Task goal: Duplicate each line of the records below without any changes.

Saved entries:
________________________
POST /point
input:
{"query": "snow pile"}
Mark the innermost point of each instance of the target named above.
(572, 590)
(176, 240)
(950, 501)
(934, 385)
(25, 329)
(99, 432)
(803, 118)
________________________
Task response:
POST /point
input:
{"query": "snow pile"}
Mark the innermost point of each instance of the target named above.
(572, 590)
(176, 240)
(950, 501)
(934, 385)
(25, 329)
(99, 432)
(803, 118)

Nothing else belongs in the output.